## Task requirements
Transcribe every line, keeping it exact.

## Input

------------------------------

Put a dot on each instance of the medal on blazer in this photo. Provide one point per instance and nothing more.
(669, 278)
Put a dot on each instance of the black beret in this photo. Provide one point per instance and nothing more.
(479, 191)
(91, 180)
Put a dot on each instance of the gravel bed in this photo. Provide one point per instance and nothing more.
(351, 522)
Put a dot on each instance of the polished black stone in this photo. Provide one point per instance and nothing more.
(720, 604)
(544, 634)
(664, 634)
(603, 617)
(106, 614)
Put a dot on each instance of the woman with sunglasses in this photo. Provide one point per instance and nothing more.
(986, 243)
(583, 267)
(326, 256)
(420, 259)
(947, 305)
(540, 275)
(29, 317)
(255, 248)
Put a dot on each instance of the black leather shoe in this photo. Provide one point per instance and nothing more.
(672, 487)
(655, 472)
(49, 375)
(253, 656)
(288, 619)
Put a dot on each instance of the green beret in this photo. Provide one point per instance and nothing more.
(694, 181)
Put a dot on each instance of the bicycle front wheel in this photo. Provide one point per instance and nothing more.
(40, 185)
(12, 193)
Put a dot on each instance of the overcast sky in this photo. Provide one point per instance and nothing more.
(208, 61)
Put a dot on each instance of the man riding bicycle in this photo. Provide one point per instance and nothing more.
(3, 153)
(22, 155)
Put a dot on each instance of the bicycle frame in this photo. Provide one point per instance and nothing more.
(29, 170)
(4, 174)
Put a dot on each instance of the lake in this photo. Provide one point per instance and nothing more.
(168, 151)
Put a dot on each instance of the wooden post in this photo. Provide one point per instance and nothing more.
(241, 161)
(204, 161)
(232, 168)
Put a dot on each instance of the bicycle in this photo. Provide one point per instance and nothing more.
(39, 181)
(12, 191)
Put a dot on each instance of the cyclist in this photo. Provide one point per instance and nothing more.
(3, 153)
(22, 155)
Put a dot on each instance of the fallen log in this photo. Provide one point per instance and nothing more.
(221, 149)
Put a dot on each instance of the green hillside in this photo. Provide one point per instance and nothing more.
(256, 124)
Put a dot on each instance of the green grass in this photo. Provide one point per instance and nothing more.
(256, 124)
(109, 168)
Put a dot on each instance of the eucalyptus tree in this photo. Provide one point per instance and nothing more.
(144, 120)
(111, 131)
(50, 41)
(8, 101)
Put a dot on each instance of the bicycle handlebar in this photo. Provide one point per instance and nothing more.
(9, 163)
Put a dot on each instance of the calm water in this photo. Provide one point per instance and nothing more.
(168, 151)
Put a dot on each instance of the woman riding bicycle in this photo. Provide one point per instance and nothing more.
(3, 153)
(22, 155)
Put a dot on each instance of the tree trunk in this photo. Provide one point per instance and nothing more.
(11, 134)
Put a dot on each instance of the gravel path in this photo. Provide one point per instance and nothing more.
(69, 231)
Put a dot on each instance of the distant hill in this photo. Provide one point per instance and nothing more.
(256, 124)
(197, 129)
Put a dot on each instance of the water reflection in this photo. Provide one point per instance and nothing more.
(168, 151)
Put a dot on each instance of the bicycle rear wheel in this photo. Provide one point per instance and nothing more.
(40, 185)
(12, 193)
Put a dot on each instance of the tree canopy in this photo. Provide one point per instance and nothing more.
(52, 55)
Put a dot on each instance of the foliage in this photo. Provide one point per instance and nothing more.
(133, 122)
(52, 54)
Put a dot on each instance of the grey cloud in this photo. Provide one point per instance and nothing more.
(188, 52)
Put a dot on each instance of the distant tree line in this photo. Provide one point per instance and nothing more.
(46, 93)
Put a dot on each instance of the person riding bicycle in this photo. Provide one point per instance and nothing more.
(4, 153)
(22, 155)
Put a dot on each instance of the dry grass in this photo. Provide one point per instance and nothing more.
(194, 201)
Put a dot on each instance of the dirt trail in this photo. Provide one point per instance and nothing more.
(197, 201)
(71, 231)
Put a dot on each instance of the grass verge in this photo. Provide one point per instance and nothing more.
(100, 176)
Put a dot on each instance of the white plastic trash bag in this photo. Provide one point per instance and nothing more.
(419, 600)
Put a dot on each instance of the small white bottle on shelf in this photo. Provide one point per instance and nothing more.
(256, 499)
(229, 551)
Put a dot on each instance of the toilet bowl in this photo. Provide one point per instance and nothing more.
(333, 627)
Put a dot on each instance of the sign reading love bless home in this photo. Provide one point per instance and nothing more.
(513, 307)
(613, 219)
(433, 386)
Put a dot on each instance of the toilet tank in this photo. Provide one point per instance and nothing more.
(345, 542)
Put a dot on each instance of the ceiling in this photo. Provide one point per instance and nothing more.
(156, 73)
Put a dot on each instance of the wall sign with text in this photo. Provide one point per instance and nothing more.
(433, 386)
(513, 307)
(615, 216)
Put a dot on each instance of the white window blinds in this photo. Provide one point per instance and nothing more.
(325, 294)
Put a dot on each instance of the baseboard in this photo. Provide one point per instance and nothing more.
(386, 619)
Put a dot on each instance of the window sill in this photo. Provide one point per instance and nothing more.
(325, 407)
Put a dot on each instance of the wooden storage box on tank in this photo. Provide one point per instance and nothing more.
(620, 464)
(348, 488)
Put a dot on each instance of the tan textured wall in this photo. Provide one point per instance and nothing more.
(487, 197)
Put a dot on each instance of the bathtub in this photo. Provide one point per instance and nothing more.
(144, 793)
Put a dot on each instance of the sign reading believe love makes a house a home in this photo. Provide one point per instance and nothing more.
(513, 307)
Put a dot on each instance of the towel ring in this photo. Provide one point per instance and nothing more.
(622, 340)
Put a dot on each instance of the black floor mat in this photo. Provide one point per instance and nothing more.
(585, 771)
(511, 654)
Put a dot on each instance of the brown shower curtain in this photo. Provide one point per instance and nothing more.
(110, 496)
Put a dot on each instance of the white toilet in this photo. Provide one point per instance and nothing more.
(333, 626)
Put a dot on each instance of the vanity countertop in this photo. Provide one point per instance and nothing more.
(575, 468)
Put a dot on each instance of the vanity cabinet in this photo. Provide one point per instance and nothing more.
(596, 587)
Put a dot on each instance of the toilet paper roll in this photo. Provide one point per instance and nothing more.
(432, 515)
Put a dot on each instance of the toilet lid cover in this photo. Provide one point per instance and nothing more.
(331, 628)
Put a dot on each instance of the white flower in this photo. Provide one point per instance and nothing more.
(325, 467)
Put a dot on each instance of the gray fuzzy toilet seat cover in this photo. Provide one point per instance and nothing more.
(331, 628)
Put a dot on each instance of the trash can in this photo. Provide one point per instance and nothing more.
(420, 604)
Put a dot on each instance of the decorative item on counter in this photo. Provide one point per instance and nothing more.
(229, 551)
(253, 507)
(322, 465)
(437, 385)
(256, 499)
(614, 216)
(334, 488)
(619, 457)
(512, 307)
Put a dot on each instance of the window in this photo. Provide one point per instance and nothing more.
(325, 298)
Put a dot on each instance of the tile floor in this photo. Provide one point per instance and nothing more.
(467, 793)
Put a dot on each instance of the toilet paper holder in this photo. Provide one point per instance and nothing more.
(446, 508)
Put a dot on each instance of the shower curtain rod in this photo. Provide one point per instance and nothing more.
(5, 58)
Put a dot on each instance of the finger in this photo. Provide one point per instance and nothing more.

------------------------------

## Solution
Put a dot on each instance of the medal on blazer in this photo. Provide one point per instance and nothing more.
(669, 278)
Put a dot on each instance of the black beret in this photo. Provide one point per instance and nothing more.
(479, 191)
(91, 180)
Put a dot on each instance of the gravel bed in this photo. Provide one point per instance and nothing more.
(351, 522)
Put a dot on each instance of the polished black stone in this photo. Provide one point per instance and nothing more.
(720, 604)
(544, 634)
(664, 634)
(603, 617)
(106, 614)
Put a dot on each instance of the woman with sunglasses in this photo. Provide one point per instance and nothing more.
(986, 243)
(583, 267)
(326, 256)
(420, 259)
(947, 305)
(540, 275)
(29, 317)
(255, 248)
Put a dot on each instance of the black leather shoe in this photo. Provide one point per instance and nothing more.
(672, 487)
(655, 472)
(49, 375)
(253, 656)
(288, 619)
Put a dot on each instance of the green beret in this photo. Provide one point per instance and nothing more.
(694, 181)
Put a dot on each instance of the bicycle front wheel in this photo. Provide one point per instance and nothing more.
(40, 185)
(12, 193)
Put a dot on each instance of the overcast sky in this photo. Provide one point per instance and nothing more.
(208, 61)
Put a dot on each instance of the man riding bicycle in this photo. Provide one point per instance and nothing more.
(3, 153)
(22, 155)
Put a dot on each instance of the bicycle frame in this photo. Provide one point per instance and nothing more.
(29, 170)
(4, 174)
Put a dot on each instance of the lake in this photo. Provide one point per instance and nothing more.
(168, 151)
Put a dot on each instance of the wooden post in this photo. Provide one point per instance and nothing more.
(241, 161)
(204, 161)
(232, 168)
Put a dot on each instance of the bicycle in this photo. Provide one point per instance and nothing more.
(39, 181)
(12, 191)
Put a dot on each instance of the cyclist in this photo. Provide one point per instance and nothing more.
(3, 153)
(22, 155)
Put a dot on each instance of the fallen log in this photo. Provide one point per instance and nothing more.
(221, 149)
Put a dot on each instance of the green hillside in this photo. Provide one point per instance and nothing more.
(256, 124)
Put a dot on each instance of the green grass in this photo. Provide one point per instance and nothing more.
(256, 124)
(109, 168)
Put a dot on each instance of the eucalyptus tree in this photo. Provide one point per instance and nothing more.
(144, 120)
(111, 131)
(50, 41)
(8, 101)
Put a dot on each instance of the bicycle handlebar in this photo. Provide one point per instance and nothing more.
(9, 163)
Put a dot on each instance of the calm water in this photo. Provide one point per instance and nothing more.
(168, 151)
Put a dot on each instance of the woman riding bicycle in this photo. Provide one point per instance and nothing more.
(3, 153)
(22, 155)
Put a dot on each instance of the tree trunk in this photo. Provide one point per instance and nothing more.
(11, 134)
Put a dot on each instance of the gravel path in this photo. Provide one point per instance and nothing more.
(69, 231)
Put a dot on each instance of the distant hill in this photo. Provide one point per instance and nothing more.
(256, 124)
(197, 129)
Put a dot on each instance of the water reflection in this photo. Provide one point per instance and nothing more.
(168, 151)
Put a dot on each instance of the bicycle rear wheel in this photo. Provide one point per instance and nothing more.
(40, 185)
(12, 193)
Put a dot on each instance of the tree canopy in this photo. Provide one point per instance and nothing more.
(52, 55)
Put a dot on each instance of the foliage in this photo. Provide one point per instance and nothing more.
(133, 122)
(52, 54)
Put a dot on each instance of the grey cloud in this photo. Provide one point per instance and nothing more.
(188, 52)
Put a dot on each instance of the distant tree line in this photo. Provide one point per instance and nothing more.
(46, 93)
Put a dot on each instance of the person riding bicycle in this photo. Provide one point per instance and nothing more.
(4, 153)
(22, 155)
Put a dot on each instance of the dry grass in this photo. Provide one point per instance and nothing more.
(194, 201)
Put a dot on each instance of the dirt trail in this photo. Provide one point per instance and nothing more.
(197, 201)
(71, 231)
Put a dot on each instance of the grass verge in this photo. Provide one point per instance and nothing more.
(100, 176)
Put a dot on each instance of the white plastic trash bag in this photo. Provide one point per instance and nothing more.
(419, 600)
Put a dot on each instance of the small white bottle on shelf in this photo. Provide one point per instance and nothing more.
(256, 499)
(229, 551)
Put a dot on each instance of the toilet bowl in this photo. Provide one point per instance and nothing more.
(333, 627)
Put a dot on each instance of the sign reading love bless home in this photo. Provide one point per instance and nothing more.
(513, 307)
(613, 219)
(433, 386)
Put a dot on each instance of the toilet tank in this photo. Provide one point per instance and nothing more.
(345, 542)
Put a dot on each instance of the ceiling in this photo. Provide one point per instance and nothing more.
(156, 73)
Put a dot on each instance of the wall sign with text in this photo. Provide one point per instance and nothing more.
(433, 386)
(513, 307)
(615, 216)
Put a dot on each instance of the white window blinds in this photo. Provide one point per instance and nothing more.
(325, 294)
Put a dot on each instance of the baseboard in this photo. Provide one point per instance and nothing more.
(386, 619)
Put a dot on each instance of the window sill in this photo. Provide one point per instance and nothing more.
(325, 407)
Put a dot on each instance of the wooden storage box on tank in this photo. Provide one point per instance and nothing more.
(620, 464)
(348, 488)
Put a dot on each instance of the tan textured wall in this photo. Provide one point per instance and nothing more.
(487, 197)
Put a dot on each instance of the bathtub in this photo. Provide one point per instance and nothing more.
(144, 793)
Put a dot on each instance of the sign reading believe love makes a house a home in this photo. Provide one point per instance and nothing more.
(513, 307)
Put a dot on each instance of the towel ring in this photo. Provide one point per instance and nothing more.
(622, 340)
Put a dot on each instance of the black floor mat in this photo. Provide one point per instance and nothing more.
(585, 771)
(511, 654)
Put a dot on each instance of the brown shower curtain in this photo. Provide one point per instance and nothing more.
(110, 496)
Put a dot on each instance of the white toilet in this photo. Provide one point per instance and nothing more.
(333, 626)
Put a dot on each instance of the vanity countertop in this photo. Provide one point per instance and nothing more.
(575, 468)
Put a dot on each instance of the vanity cabinet in this photo. Provide one point per instance and nothing more.
(596, 587)
Put a dot on each instance of the toilet paper roll in this photo. Provide one point per instance and nothing more.
(432, 515)
Put a dot on each instance of the toilet lid cover in this photo. Provide one point per instance and nothing more.
(331, 628)
Put a dot on each instance of the white flower in this photo. Provide one point per instance and nothing more.
(325, 467)
Put a dot on each instance of the gray fuzzy toilet seat cover in this photo. Provide one point per instance and nothing more.
(331, 628)
Put a dot on each instance of the trash can in this photo. Provide one point per instance and nothing more.
(420, 604)
Put a dot on each instance of the decorative item on counter in this photo. Provide one point per instance and nothing more.
(229, 551)
(253, 507)
(322, 465)
(437, 385)
(256, 499)
(614, 216)
(334, 488)
(619, 457)
(512, 307)
Put a dot on each instance of the window in this photo. Provide one point per instance and nothing more.
(325, 298)
Put a dot on each instance of the tile floor in this photo. Provide one point per instance and nothing more.
(467, 793)
Put a dot on each instance of the toilet paper holder in this photo. Provide one point per instance and nothing more.
(446, 508)
Put a dot on each instance of the shower curtain rod in this photo. Provide one point per instance and nothing more.
(5, 58)
Put a dot on each instance of the finger in this photo. Provide one point per instance and nothing more.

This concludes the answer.